### WHAT IS BEING ASKED
Carry on the Wrack Island passage from the point where it stops.

### PROVIDED PASSAGE
The secret of Wrack Island

Far down the Medomak River, where it widens into Muscongus Bay and the Atlantic Ocean, there is an uninhabited ledge sticking out of the water that geographers have mistakenly set down as Wreck Island.

They presume, I presume, that once upon a time there was a shipwreck there. If you listen carefully to a Maine lobster catcher, however, you will notice that he says Wrack Island. As nobody else, much, knows about Wrack Island, it will be well to assume he is correct and the geographers are wrong. It is not just his way of speaking. The word is "wrack."

Wrack is seaweed and mingled marine contributions churned and chewed by storms, surf, and tide and cast in a row along the high-tide mark to await further orders. The wrack will turn dry and brittle in the sun, but only on top. Beneath, wrack is moist and salty, in a state of decay, and if you stir into it you will be unhappy.

Wrack Island is a sanctuary for great blue herons, eider ducks, and sea gulls, who nest in adjacent and overlapping intimacy in great numbers. No humans have ever lived there, and the island is under the protection of the Maine State Forestry Service. Visitors of humankind are not appreciated.

In 1605, when the Plymouth Company attempted the first English settlement in the New World, the colonists (all men) came to Popham Beach, which is but a looward abaft the aft, sort of, from down by Wrack Island. The settlement failed, but certain of the colonists stayed in Maine and moved to a more propitious place. The men had come from Bristol, England, and so called their new home Bristol. Bristol remains where the Pophamists left it, a town of 2,000 of whom 10 out of every 8 are from some place in Connecticut.

Bristol has the communities of the Pemaquids, Round Pond, New Harbor, Chamberlain, Loudville, and the village of Bristol. More than likely, nobody in Bristol knows Wrack Island is there.

I went to Wrack Island some years ago, not knowing that it was a state-supervised no-no. Since I was not ordered away, I stayed all afternoon and had a wonderful visit. Most of all I enjoyed the comical array of 40 or 50 blue herons standing on one leg apiece in the tops of 80-foot spruce trees while their incubating wives brooded away patiently. I did not try to climb to admire this closely.

The high tide line was well wracked, and then the ledge began. Here was a ring of sea gulls all the way around the island, which is not large. Unlike the eider ducks, the gulls do not make nests, but lay their eggs in close clutches, so not only the eggs but the mother gulls as well are in a warm togetherness. You will wonder how a dame knows which eggs are hers. When I approached, gulls nearby rose and flew to sea, but those not too close bided and seemed not to notice me.

Gulls' eggs are larger than hens' eggs but can be used in cooking and at table. They are not "fishy," as you might expect. The only problem is to use those that are fresh and avoid those that have started to incubate.

Records drawn from a data source:
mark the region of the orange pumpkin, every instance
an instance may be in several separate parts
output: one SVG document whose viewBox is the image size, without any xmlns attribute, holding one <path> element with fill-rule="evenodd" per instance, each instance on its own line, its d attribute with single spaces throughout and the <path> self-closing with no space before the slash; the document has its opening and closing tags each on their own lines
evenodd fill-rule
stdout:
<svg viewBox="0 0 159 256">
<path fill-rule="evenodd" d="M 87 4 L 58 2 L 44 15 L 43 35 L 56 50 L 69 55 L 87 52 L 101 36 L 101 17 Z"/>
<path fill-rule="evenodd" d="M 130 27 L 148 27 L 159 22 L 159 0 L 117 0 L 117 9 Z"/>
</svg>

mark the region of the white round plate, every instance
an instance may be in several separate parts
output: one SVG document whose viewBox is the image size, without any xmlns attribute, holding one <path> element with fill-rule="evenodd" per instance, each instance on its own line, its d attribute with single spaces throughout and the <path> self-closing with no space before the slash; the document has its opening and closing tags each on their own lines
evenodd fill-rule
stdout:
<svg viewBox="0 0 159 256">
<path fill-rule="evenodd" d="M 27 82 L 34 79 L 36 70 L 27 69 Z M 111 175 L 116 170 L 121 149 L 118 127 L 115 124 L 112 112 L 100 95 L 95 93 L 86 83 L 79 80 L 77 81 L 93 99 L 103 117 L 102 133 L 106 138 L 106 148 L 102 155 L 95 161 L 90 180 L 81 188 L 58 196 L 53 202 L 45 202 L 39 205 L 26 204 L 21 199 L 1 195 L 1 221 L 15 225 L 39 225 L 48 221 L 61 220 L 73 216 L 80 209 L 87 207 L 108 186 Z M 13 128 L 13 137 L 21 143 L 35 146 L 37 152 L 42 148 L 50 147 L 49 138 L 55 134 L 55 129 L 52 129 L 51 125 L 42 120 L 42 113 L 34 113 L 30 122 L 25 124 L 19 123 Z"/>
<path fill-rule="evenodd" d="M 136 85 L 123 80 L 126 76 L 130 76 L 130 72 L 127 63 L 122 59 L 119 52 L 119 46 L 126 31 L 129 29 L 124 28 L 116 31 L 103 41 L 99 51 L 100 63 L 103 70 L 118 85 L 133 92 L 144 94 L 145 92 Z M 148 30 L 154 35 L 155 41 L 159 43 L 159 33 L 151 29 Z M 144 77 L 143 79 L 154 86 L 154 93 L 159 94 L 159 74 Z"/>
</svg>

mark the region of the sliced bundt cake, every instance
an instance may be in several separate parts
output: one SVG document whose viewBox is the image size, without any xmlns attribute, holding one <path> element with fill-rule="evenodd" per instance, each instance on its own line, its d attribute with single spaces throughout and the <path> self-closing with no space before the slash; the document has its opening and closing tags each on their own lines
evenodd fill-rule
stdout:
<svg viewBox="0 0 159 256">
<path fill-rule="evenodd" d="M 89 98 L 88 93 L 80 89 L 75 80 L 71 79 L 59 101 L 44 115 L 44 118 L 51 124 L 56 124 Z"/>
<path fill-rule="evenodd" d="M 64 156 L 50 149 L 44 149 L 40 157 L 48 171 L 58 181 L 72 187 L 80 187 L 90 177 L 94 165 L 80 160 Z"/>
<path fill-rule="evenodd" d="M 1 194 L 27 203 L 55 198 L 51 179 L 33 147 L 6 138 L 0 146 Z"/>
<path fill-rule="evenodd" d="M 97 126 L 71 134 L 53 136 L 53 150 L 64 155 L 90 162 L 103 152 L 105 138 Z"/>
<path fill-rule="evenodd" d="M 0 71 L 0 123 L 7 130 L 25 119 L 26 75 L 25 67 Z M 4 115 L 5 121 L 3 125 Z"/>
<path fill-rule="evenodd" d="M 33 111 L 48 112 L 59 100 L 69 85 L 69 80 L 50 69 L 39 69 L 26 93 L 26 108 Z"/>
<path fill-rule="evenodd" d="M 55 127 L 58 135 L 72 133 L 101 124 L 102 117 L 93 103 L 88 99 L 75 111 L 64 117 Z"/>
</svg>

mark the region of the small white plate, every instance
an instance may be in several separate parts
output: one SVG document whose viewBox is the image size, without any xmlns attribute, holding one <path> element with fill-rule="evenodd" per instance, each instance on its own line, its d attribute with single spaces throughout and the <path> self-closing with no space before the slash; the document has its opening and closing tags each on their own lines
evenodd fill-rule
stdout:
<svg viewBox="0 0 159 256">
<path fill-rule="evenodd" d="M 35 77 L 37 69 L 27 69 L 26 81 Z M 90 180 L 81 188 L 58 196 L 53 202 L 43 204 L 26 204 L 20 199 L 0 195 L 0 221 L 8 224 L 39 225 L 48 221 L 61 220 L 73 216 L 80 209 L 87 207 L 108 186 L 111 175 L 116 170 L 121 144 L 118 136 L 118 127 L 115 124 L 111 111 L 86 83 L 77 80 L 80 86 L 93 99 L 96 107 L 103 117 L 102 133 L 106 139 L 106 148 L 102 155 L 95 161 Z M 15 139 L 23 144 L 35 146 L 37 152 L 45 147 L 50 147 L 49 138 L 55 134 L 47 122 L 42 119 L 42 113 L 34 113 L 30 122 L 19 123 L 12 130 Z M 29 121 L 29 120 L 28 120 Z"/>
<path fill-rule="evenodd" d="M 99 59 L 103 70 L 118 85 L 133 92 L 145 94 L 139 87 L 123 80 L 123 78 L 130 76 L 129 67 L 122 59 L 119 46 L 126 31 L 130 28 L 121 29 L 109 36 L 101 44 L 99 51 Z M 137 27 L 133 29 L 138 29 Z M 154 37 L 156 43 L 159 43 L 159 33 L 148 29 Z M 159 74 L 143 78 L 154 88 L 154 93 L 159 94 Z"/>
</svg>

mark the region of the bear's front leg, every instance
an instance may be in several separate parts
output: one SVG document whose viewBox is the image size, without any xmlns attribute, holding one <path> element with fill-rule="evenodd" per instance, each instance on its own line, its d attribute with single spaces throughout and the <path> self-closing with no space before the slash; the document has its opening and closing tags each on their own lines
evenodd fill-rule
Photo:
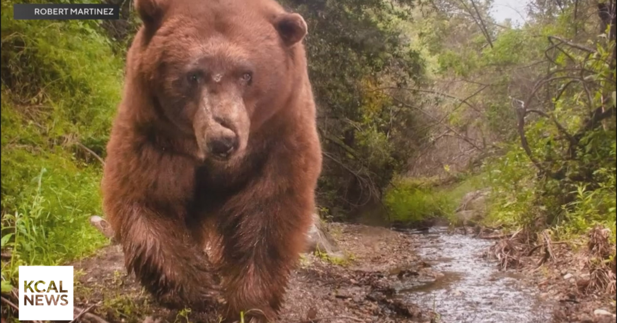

### REPLY
I asked a lobsterman about that, and he said, "That's no problem." When he was a boy, he'd tie a bit of cotton rag on a long stick, and use it like a paint brush. Using toy water colors, he'd take an area of gulls' eggs eight feet or so square, and daub every egg with red. The mother gulls would fly away to let them do this, and would stay away until it was done. Now they had the previous eggs marked. Any egg tomorrow without a red dot was fresh.

He said a gull whose eggs are pirated will just lay more until she has her full clutch, so there's not much chance of depleting the Earth's gull population by stealing a few omelets and yaller cakes.

Inside the island's circle of gulls, under the spruces, the eider ducks nested. The eider is also known as the sea duck, and was once plucked commercially for feathers and down. They are still a game bird but live at sea and don't come over land as do mallards and mergansers and other ducks.

When on the nest, a colony of sea ducks is a tight carpet of heads sticking up, silently intent. But when disturbed, the hens rise in a tight flock and take off over the ring of gulls and vanish out to sea. It is a flurry for sure, headed straight for Spain at bullet speed. I stood leaning against a spruce to see how long before they returned, but I left before they did. Each clutch of eggs was snug in Mother's down, and incubated right along in her absence.

While I did not try to swipe any gulls' eggs, I did select one eider egg and carried it home in my shirt pocket. Before it cooled, I had it in a home-made incubator. In 11 days it hatched, but I never saw the duckling. Somehow it escaped, and I was told eider ducklings will fly as soon as they dry off from the egg. Perhaps my duckling just flew out to Wrack Island. I hope so, because I was also told that an eider will not embrace captivity.

One other thing: For years I've had on my desk a two-ounce package of sea wrack, processed and labeled for commercial sale. The packager was Gould Bros. of Malden, Mass. As near as I've been able to find out, it was packaged a good hundred years ago.

The contents are tiny shreds and crumbs. I have no idea why sea wrack was packaged or what use was made of it. I'd like to know what two ounces cost. Whatever the price. Wrack Island is a gold mine.